Given request 1:
According to the passage on women travel writers, what has the French word "flâneur" evolved to mean in general?
Given request 2:
Extend the passage on women travel writers, beginning after its final sentence.

Source document:
--- begin ---
Women travelling alone - their stories are always different from the solo heterosexual male traversing the world, and the reason why women travel writers have a very distinct and separate narrative. For Women's History Month, here's a list of travel books by women to diversify your bookshelf and for a deeper dive into the idea of travel

Have you come across the French word, flâneur? According to the book The Art of Flaneuring by Erika Owen, it is used to describe well-to-do French men who would stroll city streets in the 19th century. But it has evolved to generally mean someone who wanders with intention. As with most things in life, the flâneur was long been seen as a man’s role. If you want to read about people exploring cities, it had to almost always men writing about it. But in the past couple of decades, women have been breaking that stereotype. So it is time we recognised the 'flâneuse'. Women travelling, alone. Their stories are always different from the solo male traversing the world, which is why women travel writers have a very distinct narrative.
--- end ---
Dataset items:
--- begin ---
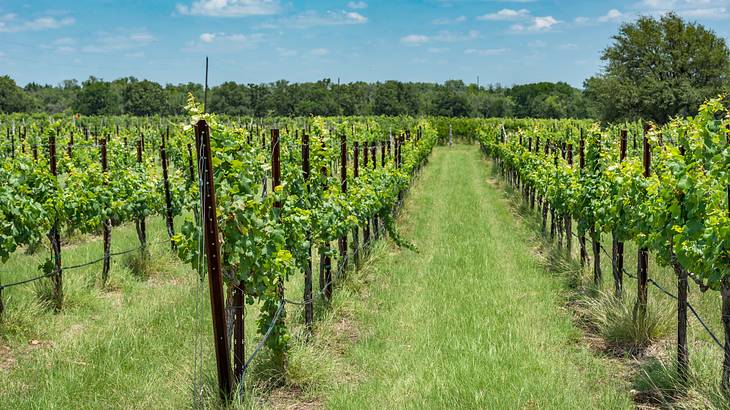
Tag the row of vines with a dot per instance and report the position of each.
(662, 188)
(280, 195)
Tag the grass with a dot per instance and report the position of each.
(472, 320)
(649, 347)
(476, 318)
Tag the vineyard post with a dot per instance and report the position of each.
(366, 229)
(725, 294)
(325, 260)
(276, 182)
(12, 143)
(168, 195)
(54, 235)
(374, 156)
(213, 258)
(568, 218)
(107, 223)
(356, 233)
(539, 199)
(141, 224)
(553, 223)
(618, 245)
(643, 256)
(343, 189)
(22, 141)
(69, 147)
(545, 204)
(191, 175)
(582, 165)
(595, 234)
(308, 298)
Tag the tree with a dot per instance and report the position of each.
(143, 98)
(12, 97)
(98, 97)
(659, 68)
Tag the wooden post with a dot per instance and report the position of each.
(595, 235)
(567, 218)
(356, 233)
(54, 235)
(366, 230)
(643, 256)
(107, 223)
(69, 148)
(213, 258)
(141, 224)
(618, 245)
(276, 182)
(725, 295)
(168, 196)
(582, 164)
(374, 156)
(308, 297)
(325, 260)
(343, 189)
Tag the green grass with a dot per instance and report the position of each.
(472, 320)
(650, 349)
(479, 317)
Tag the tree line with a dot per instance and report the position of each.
(453, 98)
(654, 69)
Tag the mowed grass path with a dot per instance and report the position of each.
(472, 320)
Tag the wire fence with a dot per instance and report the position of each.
(78, 266)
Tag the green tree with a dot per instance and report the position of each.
(143, 98)
(98, 97)
(12, 97)
(659, 68)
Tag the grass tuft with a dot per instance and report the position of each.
(613, 320)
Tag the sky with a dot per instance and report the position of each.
(253, 41)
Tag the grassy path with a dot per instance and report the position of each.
(472, 320)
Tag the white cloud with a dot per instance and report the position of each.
(451, 37)
(319, 52)
(505, 15)
(9, 23)
(445, 20)
(286, 52)
(358, 5)
(442, 36)
(543, 23)
(612, 16)
(313, 18)
(63, 45)
(231, 38)
(230, 8)
(539, 24)
(658, 4)
(414, 39)
(486, 52)
(119, 40)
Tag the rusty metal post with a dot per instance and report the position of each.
(213, 258)
(106, 224)
(308, 297)
(54, 235)
(168, 196)
(643, 256)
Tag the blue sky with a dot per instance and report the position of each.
(500, 41)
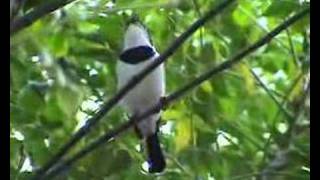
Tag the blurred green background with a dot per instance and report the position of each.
(62, 68)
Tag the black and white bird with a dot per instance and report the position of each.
(138, 52)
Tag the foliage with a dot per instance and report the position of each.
(63, 67)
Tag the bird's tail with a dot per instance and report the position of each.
(156, 159)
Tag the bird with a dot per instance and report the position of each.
(137, 53)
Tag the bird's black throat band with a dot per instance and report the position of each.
(137, 54)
--- end ---
Task result 1:
Someone who wanders with intention.

Task result 2:
These 5 books by women writers will open up whole new worlds, and change the way you travel and explore different spaces. You will find most of these at independent boosktores such as Rachna Books in Gangtok, Champaca Books in Bengaluru, and more. The stores deliver across India. 

A Field Guide To Getting Lost by Rebecca Solnit

You can think of this as a guide to how we should travel, and view the world. An activist, historian, feminist, and writer-philosopher, Solnit explores tales of travels and stories we use to navigate our way through the world, and the places we traverse, from wilderness to cities, in finding ourselves, or losing ourselves. She muses upon the concept of “getting lost”, embarking on a journey with no fixed destination, wandering through places open to stumbling on discoveries, that are never put down in guidebooks. She meanders through subjects, linking them all in an unifying thread. It is like a reflection on the interconnectedness of things. And the perfect book to read before, during, or after an immersive journey.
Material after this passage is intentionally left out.